Put every line of the material below into a numbered list, leaving out the blank lines.

Items for segmentation labeling:
========
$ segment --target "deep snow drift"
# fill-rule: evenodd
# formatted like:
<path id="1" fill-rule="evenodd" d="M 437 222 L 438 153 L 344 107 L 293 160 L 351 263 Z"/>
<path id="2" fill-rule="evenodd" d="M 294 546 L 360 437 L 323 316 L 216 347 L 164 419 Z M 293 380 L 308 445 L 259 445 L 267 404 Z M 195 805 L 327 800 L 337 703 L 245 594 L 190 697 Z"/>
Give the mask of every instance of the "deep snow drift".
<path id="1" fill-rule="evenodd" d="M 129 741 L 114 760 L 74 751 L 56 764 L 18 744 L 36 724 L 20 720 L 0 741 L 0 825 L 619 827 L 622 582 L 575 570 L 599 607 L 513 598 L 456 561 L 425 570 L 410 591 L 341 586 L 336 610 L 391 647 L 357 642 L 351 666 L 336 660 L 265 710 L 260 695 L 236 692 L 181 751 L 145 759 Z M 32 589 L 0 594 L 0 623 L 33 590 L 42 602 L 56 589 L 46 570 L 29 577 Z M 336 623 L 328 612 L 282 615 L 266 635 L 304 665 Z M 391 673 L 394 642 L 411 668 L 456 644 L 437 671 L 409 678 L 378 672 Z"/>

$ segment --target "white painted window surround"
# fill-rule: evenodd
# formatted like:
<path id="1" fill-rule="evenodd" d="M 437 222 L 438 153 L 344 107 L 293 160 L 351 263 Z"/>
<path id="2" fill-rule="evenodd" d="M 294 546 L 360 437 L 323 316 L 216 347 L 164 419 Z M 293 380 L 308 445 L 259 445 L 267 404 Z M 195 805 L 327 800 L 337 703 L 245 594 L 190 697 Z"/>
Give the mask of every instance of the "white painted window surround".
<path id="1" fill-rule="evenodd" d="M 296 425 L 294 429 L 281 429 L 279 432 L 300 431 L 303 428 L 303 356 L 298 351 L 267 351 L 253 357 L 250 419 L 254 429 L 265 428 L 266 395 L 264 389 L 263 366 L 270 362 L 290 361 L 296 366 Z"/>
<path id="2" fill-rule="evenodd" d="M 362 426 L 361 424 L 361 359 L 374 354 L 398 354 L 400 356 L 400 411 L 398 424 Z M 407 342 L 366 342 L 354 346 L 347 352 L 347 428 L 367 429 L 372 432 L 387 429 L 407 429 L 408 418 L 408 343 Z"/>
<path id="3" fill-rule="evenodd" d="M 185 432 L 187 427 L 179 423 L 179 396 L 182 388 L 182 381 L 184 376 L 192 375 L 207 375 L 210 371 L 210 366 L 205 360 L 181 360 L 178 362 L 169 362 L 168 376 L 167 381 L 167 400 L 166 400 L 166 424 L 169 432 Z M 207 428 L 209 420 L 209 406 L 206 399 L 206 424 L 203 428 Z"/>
========
- [Solution to this task]:
1. $ segment --target "deep snow drift"
2. # fill-rule: evenodd
3. # formatted like:
4. <path id="1" fill-rule="evenodd" d="M 437 222 L 438 153 L 344 107 L 293 160 L 351 263 Z"/>
5. <path id="2" fill-rule="evenodd" d="M 294 546 L 360 437 L 323 316 L 216 347 L 164 419 Z M 293 380 L 308 445 L 259 445 L 267 404 Z M 195 805 L 327 800 L 337 703 L 245 594 L 190 697 Z"/>
6. Give the mask of every instance of the "deep snow drift".
7. <path id="1" fill-rule="evenodd" d="M 129 741 L 114 760 L 74 751 L 56 764 L 18 744 L 36 724 L 20 720 L 0 741 L 0 825 L 619 827 L 622 582 L 575 570 L 599 607 L 513 598 L 456 561 L 425 570 L 410 591 L 341 586 L 336 610 L 391 647 L 357 642 L 351 666 L 336 660 L 265 710 L 260 695 L 236 692 L 181 751 L 145 759 Z M 32 589 L 0 594 L 0 623 L 33 590 L 42 602 L 56 589 L 46 570 L 29 577 Z M 336 623 L 328 612 L 282 615 L 266 635 L 304 665 Z M 391 673 L 394 642 L 411 668 L 456 644 L 437 671 L 409 678 L 378 672 Z"/>
8. $ segment --target "white painted window surround"
9. # fill-rule: evenodd
10. # formatted like:
11. <path id="1" fill-rule="evenodd" d="M 437 222 L 438 153 L 344 107 L 293 160 L 351 263 Z"/>
12. <path id="2" fill-rule="evenodd" d="M 294 546 L 360 437 L 323 316 L 216 347 L 164 419 Z M 293 380 L 308 445 L 259 445 L 267 404 Z M 195 805 L 327 800 L 337 703 L 245 594 L 190 697 Z"/>
13. Give the mask of every instance of the "white painted window surround".
14. <path id="1" fill-rule="evenodd" d="M 296 425 L 294 429 L 281 429 L 279 432 L 300 431 L 303 428 L 303 356 L 298 351 L 267 351 L 253 357 L 250 419 L 254 429 L 265 428 L 266 395 L 264 389 L 263 366 L 270 362 L 290 361 L 296 366 Z"/>
15. <path id="2" fill-rule="evenodd" d="M 362 426 L 361 424 L 361 359 L 374 354 L 398 354 L 400 356 L 400 411 L 398 424 Z M 407 342 L 366 342 L 354 346 L 347 352 L 347 428 L 367 429 L 372 432 L 387 429 L 407 429 L 408 418 L 408 343 Z"/>
16. <path id="3" fill-rule="evenodd" d="M 185 432 L 187 427 L 179 423 L 179 396 L 182 388 L 182 381 L 184 376 L 192 375 L 207 375 L 210 371 L 210 366 L 205 360 L 181 360 L 178 362 L 169 362 L 168 376 L 167 381 L 167 400 L 166 400 L 166 424 L 169 432 Z M 207 428 L 209 420 L 209 406 L 206 399 L 206 424 L 203 428 Z"/>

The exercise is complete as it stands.